_ASSIGNMENT_. Lines in the listing below that hold "tire" are the ones to copy.

_INPUT MATERIAL_.
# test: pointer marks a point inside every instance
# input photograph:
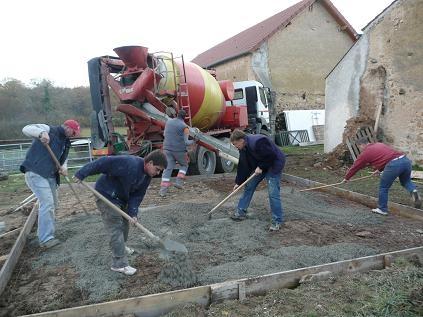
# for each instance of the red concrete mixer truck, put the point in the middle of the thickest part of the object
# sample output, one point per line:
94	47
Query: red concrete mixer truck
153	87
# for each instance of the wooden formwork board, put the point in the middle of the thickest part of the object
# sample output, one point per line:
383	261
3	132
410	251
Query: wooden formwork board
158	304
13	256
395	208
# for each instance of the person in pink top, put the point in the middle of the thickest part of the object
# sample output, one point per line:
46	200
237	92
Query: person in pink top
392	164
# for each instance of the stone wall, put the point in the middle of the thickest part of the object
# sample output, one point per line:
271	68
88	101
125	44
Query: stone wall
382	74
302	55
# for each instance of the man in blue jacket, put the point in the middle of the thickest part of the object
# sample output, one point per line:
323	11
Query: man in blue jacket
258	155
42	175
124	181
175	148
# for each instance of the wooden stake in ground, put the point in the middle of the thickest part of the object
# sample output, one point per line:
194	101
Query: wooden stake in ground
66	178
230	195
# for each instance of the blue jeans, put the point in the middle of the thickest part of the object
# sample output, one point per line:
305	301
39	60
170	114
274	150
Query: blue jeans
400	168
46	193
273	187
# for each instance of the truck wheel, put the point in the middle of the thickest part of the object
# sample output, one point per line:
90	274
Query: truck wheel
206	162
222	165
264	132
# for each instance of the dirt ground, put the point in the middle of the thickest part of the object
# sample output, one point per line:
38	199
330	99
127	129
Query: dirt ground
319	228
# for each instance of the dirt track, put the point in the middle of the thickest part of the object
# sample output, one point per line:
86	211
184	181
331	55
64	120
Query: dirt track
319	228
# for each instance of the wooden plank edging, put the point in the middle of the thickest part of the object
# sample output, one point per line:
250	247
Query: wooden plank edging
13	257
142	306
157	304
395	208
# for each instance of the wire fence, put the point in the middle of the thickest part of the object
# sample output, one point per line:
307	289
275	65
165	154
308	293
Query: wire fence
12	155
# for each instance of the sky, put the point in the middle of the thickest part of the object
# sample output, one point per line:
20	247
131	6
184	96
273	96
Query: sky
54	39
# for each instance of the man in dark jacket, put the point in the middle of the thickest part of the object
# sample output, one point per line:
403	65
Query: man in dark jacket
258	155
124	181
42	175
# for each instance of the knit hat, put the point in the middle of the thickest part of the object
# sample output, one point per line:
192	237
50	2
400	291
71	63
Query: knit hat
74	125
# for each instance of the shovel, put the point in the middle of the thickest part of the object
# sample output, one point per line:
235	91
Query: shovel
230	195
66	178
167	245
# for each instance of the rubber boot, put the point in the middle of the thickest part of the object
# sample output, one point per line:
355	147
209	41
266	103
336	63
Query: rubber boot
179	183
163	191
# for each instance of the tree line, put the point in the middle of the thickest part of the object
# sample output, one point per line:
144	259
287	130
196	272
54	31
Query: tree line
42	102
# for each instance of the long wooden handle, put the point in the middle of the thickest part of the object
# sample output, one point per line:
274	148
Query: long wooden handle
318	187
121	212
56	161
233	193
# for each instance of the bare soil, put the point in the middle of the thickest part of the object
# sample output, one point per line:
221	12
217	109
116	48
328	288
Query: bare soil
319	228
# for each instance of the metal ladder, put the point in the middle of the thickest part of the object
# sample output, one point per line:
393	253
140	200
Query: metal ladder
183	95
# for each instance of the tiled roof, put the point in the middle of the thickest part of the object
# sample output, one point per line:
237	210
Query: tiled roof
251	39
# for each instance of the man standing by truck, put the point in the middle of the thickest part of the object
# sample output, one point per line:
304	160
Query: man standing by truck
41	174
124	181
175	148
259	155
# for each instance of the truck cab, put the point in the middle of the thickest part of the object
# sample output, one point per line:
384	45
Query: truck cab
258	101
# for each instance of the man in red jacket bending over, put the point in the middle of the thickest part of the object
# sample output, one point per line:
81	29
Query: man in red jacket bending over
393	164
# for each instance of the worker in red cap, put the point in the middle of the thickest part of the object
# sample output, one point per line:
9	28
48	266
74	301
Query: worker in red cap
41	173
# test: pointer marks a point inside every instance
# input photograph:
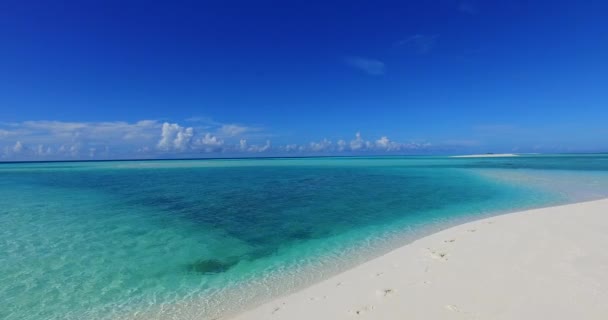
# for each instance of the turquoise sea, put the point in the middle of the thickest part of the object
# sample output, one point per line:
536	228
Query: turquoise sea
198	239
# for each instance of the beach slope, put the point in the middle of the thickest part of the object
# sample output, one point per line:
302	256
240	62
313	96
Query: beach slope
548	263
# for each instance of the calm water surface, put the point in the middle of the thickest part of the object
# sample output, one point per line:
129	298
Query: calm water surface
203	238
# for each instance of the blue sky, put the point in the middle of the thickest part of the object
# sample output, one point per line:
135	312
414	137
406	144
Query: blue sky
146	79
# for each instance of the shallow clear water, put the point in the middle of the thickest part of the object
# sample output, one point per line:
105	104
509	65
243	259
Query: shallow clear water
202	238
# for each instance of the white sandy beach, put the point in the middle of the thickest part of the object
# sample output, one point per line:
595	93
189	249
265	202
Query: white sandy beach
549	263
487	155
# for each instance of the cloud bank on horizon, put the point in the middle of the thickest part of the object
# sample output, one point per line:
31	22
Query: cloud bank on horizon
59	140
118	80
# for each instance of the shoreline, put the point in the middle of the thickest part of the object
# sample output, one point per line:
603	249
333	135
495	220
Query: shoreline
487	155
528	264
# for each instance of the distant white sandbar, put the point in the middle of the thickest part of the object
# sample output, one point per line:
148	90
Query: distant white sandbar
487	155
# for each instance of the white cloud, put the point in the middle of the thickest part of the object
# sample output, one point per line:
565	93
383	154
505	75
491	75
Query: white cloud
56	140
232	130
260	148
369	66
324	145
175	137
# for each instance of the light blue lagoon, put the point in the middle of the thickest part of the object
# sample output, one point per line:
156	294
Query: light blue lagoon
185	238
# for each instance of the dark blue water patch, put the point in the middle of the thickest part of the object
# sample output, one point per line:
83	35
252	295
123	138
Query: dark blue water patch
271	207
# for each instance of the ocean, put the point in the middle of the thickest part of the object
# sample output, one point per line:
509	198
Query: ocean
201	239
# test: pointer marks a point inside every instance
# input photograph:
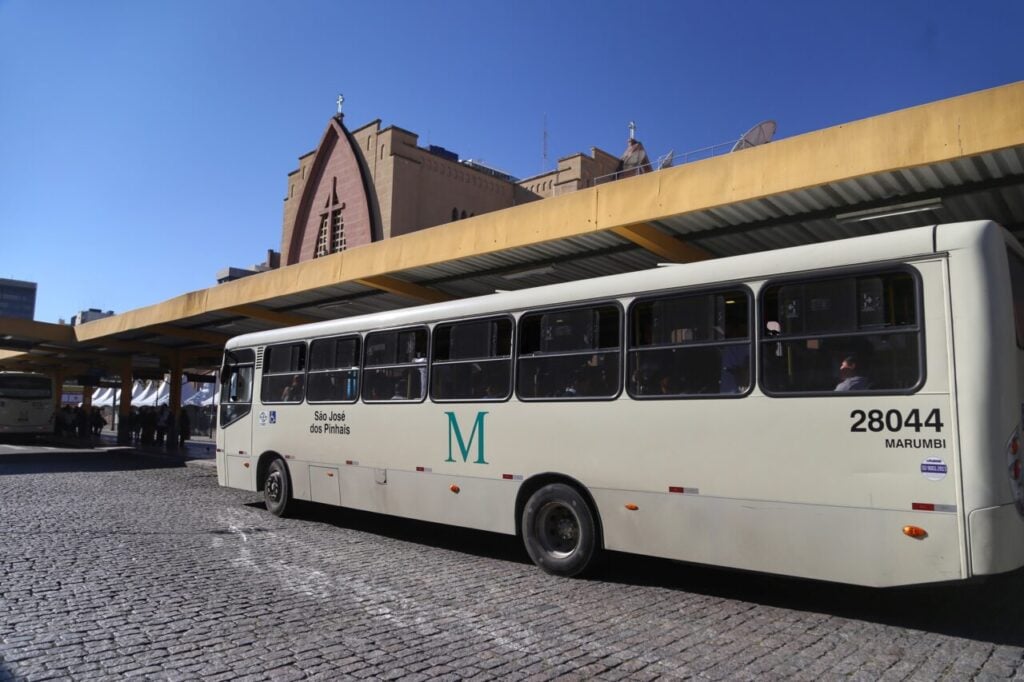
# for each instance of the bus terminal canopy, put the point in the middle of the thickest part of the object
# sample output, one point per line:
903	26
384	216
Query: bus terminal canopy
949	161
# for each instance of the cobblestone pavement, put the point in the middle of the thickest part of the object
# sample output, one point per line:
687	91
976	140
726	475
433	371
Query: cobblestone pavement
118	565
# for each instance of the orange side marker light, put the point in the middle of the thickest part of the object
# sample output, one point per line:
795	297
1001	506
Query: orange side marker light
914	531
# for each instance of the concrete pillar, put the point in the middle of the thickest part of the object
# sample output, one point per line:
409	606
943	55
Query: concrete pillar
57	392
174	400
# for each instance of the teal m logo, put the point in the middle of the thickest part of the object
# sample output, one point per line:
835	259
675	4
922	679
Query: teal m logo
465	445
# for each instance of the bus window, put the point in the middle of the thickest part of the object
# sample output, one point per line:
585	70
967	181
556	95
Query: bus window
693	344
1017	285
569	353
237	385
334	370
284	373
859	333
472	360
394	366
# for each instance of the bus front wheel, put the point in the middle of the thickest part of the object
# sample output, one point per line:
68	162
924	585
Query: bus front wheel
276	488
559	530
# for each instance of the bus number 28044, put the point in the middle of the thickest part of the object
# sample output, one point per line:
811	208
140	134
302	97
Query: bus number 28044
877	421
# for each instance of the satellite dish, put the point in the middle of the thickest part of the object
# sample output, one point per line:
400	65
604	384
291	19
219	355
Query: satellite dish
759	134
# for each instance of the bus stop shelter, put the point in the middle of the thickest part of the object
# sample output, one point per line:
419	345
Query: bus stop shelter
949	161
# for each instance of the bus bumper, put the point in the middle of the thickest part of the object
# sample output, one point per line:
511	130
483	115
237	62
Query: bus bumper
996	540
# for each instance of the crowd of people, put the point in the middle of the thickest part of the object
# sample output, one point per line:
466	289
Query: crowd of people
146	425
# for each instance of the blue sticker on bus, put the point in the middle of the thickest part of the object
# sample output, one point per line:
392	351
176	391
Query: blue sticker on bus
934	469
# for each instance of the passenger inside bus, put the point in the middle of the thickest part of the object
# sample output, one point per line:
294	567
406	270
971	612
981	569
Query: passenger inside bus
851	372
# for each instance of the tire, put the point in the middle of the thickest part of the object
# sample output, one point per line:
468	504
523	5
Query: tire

_RESULT FOR THIS EXERCISE_.
# for each instance of the tire, put the point in the middle of the thickest part of the object
Query: tire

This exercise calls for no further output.